# 提示テキスト:

::::

カイルさんはテキサス州オデッサ生まれ。8歳のとき、父親に初めてライフルを買ってもらい、鹿狩りや雉撃ちをしていたそうです。学校を卒業した後はプロのロデオライダーになりましたが、腕を負傷して離職。1996年に海軍に入隊しようとするも、ケガを理由に断られ、農場で働いていた1999年に今度は海軍から声をかけられて入隊することになりました。
1999年から2009年までの10年にわたって、カイルさんは狙撃手として活躍。本人は何人の敵を撃ったか明らかにしていませんでしたが、国防総省によるとイラク戦争の中で150人以上を殺害、一部報道では255名だったとも報じられています。

::::

[収集データ]
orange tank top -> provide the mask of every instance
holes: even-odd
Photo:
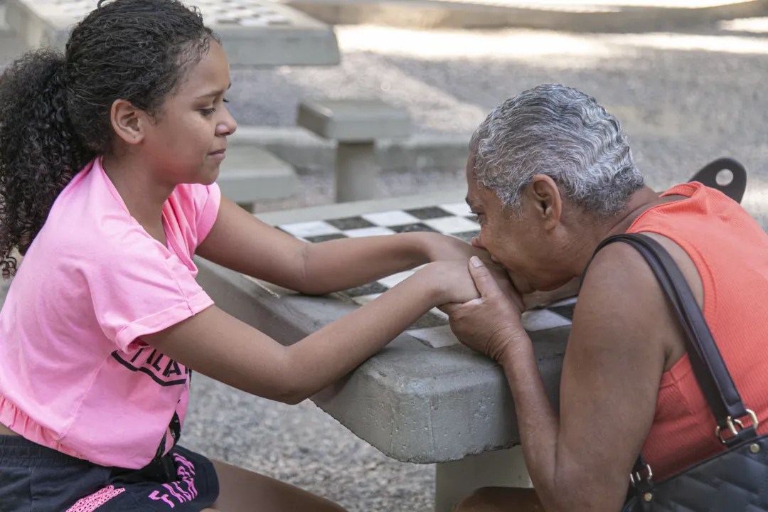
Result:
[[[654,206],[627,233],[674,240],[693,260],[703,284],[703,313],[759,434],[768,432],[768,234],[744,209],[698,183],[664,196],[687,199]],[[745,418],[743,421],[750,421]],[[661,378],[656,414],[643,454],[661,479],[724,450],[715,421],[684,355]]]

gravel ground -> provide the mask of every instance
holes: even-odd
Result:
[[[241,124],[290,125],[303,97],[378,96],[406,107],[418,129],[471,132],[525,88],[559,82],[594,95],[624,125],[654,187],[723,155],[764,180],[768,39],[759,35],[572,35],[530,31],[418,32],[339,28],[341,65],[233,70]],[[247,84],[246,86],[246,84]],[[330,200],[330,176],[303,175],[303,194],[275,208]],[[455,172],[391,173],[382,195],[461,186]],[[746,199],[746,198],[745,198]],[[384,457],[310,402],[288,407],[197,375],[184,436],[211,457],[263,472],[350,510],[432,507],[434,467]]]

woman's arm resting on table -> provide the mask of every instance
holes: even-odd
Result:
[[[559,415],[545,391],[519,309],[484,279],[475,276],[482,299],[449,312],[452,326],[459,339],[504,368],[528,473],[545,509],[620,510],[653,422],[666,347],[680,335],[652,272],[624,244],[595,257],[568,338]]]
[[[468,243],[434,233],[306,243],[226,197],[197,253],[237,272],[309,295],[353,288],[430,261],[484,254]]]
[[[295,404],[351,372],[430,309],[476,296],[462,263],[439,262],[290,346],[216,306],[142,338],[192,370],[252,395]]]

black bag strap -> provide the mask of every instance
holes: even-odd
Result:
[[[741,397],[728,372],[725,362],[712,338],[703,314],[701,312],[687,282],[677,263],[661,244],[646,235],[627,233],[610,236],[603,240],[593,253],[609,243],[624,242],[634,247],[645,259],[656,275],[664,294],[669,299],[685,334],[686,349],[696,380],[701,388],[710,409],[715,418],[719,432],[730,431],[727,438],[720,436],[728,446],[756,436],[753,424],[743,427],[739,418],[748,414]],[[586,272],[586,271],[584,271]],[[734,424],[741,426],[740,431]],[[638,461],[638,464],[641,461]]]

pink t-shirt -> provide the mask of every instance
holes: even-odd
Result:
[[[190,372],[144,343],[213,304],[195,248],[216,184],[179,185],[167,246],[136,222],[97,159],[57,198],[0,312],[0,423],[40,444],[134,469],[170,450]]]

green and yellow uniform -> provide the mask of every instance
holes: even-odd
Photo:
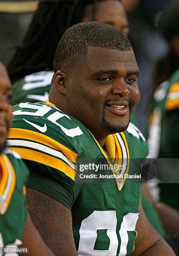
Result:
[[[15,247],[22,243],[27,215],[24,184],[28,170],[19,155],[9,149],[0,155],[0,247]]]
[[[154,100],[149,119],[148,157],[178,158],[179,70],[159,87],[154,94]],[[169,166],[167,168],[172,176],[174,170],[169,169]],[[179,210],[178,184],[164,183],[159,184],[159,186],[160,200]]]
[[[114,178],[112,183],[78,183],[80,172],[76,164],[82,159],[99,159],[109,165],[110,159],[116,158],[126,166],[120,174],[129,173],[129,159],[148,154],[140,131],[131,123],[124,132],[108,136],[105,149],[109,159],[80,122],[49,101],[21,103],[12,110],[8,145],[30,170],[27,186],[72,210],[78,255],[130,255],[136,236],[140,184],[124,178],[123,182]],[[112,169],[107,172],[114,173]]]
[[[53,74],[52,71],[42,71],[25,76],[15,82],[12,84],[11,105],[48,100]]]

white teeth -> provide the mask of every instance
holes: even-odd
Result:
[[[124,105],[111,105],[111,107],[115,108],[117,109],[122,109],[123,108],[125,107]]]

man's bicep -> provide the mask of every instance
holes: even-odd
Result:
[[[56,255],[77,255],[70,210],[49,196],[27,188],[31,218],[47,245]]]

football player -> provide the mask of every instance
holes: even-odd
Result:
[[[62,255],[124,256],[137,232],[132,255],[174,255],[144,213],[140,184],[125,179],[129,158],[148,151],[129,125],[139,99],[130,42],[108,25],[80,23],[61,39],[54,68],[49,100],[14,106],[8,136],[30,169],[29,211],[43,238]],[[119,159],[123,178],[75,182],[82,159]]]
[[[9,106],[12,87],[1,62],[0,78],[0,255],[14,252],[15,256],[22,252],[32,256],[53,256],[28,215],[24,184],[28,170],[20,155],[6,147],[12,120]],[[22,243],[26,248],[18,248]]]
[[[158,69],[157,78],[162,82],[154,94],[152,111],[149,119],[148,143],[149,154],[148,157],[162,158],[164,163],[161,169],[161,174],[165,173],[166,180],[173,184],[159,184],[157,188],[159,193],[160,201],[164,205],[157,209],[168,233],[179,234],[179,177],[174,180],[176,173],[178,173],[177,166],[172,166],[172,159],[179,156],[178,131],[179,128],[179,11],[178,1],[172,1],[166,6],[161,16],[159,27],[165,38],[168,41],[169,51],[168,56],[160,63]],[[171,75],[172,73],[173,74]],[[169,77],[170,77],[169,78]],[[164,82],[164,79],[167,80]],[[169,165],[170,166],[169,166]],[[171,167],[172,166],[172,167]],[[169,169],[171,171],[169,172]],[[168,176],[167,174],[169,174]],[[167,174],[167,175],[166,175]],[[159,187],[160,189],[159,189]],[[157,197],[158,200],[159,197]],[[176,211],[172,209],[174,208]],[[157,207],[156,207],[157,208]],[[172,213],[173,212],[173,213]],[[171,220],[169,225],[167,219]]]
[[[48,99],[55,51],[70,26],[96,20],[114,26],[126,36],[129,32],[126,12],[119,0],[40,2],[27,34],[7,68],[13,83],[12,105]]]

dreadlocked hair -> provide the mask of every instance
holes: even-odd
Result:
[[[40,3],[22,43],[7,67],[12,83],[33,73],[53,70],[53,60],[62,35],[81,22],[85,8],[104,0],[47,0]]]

::::

# 実施課題:
1. レコードのうち「dreadlocked hair ->」を含む行からレコードの末尾までを、指示の行も含めて再掲してください。その際、解答に含まれる多角形の頂点座標の数値をすべて76ずつ増やしてください。
2. カイルさんの経歴の文章を、最後の文の後から書き継いでください。
カイルさんの経歴の文章とレコードは、互いに独立しています。

# 本演習の解答:
1.
dreadlocked hair -> provide the mask of every instance
holes: even-odd
Result:
[[[116,79],[98,119],[83,143],[88,159],[109,149],[129,146],[129,136],[138,111],[157,98],[161,84],[180,76],[123,76]]]

2.
その功績から銀星章を2回、青銅星章を5回、海軍・海兵隊功労章を2回受勲していますが、本人は「勲章には興味がありません。私はお金や章のために狙撃をしたのではなく、狙撃する必要があるから、そして正しかったからしただけです。私は仲間を愛しています」と語っていました。その狙撃距離は主に200ヤード(約183m)から1200ヤード(約1.1km)でしたが、護送船団に対してロケットランチャーを撃ち込もうとしていた反政府運動家を1.2マイル(約1.9km)離れたところから狙撃したという事例は有名。著書「American Sniper」(日本では「ネイビー・シールズ最強の狙撃手」として刊行)の中で、戦闘で多くの敵を撃ったことについて「アメリカ人や新政府に従うイラク人を傷つけようとしていた」と、後悔は一切なかったことを語りました。
幼い2人の子を持つ父親だったカイルさん。2月27日には、タラント郡フォートワースのタラント・カウンティ・カレッジで「戦士の心への準備」と題した4時間の講演が予定されていました。